- [Your task]: Your answer must repeat all of the entries word for word, without any images.
━━━━━━━━━━━━━━━━
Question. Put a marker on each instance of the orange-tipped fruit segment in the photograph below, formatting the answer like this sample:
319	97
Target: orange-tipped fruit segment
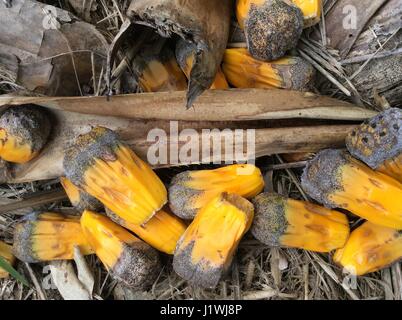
378	143
370	248
191	190
49	236
161	232
156	70
185	55
243	71
272	27
78	198
337	180
101	165
283	222
205	251
128	258
6	253
311	10
23	133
━━━━━━━━━━━━━━━━
- [Task answer]:
Question. Put a marker on each instance of the orange-tipped fruit segment in the photograph below, formatting the answer like this sample:
319	97
Target: orange-tipped fruit segment
378	143
370	248
191	190
49	236
161	232
156	70
185	55
243	71
272	27
78	198
337	180
101	165
283	222
205	251
128	258
6	253
311	10
23	133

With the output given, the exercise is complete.